— start Reading passage —
ANDREY KURKOV: My novels are published in Ukraine both in Russian and Ukrainian. Sometimes the print runs in Ukrainian are larger than those in Russian because Ukrainian-speaking readers in Ukraine read more and are more curious. Also, because the state purchases books in Ukrainian for libraries. Books in Russian are usually purchased for libraries with sponsors’ money and with money from the local budget. There are many writers in Ukraine who write in Russian or write in both languages at the same time. I also write non-fiction in Ukrainian, but novels only in Russian. Also in Ukraine there is literature in the Crimean Tatar and Hungarian languages, and in Gagauz.
Russian is “your” language. I put the word in quotation marks, as I’m never sure that one possesses a language, but that we are rather possessed by it. Yet Russian is not only the language of your parents, but the language of your art. What does it mean to you in particular to write in Russian today?
— end Reading passage —
— start Dataset records —
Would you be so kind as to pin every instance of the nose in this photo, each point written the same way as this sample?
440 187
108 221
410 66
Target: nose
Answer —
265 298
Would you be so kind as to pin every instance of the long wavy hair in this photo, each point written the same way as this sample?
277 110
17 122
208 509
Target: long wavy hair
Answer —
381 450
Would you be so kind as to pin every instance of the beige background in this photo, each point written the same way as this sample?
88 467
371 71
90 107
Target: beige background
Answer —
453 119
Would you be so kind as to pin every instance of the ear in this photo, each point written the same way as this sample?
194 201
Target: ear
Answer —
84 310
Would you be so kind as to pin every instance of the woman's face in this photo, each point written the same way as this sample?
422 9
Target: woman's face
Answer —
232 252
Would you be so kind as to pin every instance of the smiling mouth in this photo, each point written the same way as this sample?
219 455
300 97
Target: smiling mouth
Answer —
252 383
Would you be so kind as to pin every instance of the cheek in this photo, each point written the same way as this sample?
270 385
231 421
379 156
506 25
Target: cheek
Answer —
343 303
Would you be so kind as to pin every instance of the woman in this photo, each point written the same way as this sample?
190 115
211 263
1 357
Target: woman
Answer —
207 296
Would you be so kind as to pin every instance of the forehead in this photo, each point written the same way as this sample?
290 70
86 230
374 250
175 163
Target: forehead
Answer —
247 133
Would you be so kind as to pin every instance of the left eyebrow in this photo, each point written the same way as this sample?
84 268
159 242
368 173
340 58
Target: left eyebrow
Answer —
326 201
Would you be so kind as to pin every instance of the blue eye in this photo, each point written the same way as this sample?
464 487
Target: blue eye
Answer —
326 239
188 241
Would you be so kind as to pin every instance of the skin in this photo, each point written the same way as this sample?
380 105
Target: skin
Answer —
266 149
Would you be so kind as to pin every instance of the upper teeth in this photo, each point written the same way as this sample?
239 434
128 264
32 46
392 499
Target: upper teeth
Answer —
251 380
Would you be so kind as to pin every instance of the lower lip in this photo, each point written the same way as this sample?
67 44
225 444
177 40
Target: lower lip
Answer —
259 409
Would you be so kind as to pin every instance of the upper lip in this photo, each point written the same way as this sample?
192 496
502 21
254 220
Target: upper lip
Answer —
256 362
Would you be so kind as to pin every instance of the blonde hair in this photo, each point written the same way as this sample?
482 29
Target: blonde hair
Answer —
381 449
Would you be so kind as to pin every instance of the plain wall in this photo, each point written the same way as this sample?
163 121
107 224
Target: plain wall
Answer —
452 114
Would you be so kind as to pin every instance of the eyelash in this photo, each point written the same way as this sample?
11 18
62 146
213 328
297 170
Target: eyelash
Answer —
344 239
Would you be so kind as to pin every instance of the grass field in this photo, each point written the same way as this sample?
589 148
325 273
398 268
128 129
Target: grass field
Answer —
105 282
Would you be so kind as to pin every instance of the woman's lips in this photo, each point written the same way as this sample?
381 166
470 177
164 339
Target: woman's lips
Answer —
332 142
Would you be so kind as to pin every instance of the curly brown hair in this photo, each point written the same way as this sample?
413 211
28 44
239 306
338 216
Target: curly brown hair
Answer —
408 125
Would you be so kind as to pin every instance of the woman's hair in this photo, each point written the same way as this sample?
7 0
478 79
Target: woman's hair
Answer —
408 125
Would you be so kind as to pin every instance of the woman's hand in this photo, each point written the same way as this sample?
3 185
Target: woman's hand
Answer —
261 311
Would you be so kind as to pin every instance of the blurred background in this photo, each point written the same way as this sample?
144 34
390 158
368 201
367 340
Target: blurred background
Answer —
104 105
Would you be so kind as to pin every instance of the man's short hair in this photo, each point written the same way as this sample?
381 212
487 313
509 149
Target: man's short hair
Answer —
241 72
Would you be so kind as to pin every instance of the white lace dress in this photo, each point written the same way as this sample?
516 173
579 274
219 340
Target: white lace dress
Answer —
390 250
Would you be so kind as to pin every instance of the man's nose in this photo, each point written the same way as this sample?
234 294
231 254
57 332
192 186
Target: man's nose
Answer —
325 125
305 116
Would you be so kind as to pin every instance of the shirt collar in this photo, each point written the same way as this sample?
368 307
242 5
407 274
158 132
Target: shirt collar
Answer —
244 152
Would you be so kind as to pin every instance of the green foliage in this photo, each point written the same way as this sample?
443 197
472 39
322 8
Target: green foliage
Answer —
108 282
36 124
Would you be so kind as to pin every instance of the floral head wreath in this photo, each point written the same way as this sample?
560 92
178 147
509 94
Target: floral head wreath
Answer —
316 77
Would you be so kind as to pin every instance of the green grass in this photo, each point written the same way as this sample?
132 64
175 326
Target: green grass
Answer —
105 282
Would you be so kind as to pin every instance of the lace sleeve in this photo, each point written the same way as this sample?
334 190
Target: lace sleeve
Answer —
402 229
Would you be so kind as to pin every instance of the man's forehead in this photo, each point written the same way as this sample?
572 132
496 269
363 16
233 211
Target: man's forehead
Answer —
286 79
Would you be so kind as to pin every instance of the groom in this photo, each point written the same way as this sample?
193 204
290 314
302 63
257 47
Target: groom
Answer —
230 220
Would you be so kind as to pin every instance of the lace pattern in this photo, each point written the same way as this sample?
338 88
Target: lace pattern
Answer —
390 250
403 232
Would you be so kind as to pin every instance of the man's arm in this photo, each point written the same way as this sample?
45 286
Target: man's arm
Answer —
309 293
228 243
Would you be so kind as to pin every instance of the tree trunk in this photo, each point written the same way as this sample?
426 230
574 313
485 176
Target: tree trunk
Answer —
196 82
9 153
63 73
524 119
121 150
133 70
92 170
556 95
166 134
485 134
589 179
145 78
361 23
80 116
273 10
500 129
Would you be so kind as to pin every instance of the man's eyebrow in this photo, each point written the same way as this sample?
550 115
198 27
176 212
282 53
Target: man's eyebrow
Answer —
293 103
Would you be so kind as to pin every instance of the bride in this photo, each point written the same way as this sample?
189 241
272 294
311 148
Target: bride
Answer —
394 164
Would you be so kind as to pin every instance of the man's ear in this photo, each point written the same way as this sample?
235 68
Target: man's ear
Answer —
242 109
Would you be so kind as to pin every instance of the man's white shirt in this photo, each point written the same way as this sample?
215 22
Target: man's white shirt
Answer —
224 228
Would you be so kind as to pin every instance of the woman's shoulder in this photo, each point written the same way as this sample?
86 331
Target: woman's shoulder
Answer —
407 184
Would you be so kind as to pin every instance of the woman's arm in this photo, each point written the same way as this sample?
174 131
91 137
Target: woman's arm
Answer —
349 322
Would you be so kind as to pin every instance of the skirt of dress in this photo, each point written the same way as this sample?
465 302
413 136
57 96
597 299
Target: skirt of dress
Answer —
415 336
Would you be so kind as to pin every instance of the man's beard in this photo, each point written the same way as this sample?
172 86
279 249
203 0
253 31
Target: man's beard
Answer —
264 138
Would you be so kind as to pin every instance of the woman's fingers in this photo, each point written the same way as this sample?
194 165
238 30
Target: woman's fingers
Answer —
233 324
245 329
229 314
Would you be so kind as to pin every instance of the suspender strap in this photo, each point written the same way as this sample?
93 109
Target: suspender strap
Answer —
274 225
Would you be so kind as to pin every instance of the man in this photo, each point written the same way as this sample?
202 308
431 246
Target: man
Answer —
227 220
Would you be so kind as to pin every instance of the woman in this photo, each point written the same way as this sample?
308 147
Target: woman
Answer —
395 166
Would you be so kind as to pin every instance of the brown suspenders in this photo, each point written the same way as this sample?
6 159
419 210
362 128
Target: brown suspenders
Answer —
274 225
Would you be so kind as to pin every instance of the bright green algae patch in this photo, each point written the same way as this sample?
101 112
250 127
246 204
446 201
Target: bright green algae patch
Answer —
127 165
— end Dataset records —
Exercise set:
[1] Answer these questions using the interview above, marking each answer (a), (b) or (c):
(a) In which two languages are the novels published in Ukraine?
(b) With what money are books in Russian usually purchased for libraries?
(c) Which word does the interviewer put in quotation marks?
[2] Decide whether each statement agrees with the interview, answering yes or no and quoting the words that settle it:
(a) The state buys books in Ukrainian for libraries.
(b) The speaker writes non-fiction only in Russian.
(c) Ukraine has literature in Gagauz.
[3] Please render this sentence from the interview in Spanish: "There are many writers in Ukraine who write in Russian or write in both languages at the same time."

Set of answers:
[1]
(a) Russian and Ukrainian.
(b) Sponsors' money and money from the local budget.
(c) "Your."

[2]
(a) Yes: "the state purchases books in Ukrainian for libraries."
(b) No: "I also write non-fiction in Ukrainian, but novels only in Russian."
(c) Yes: "Also in Ukraine there is literature in the Crimean Tatar and Hungarian languages, and in Gagauz."

[3] Hay muchos escritores en Ucrania que escriben en ruso o que escriben en ambos idiomas a la vez.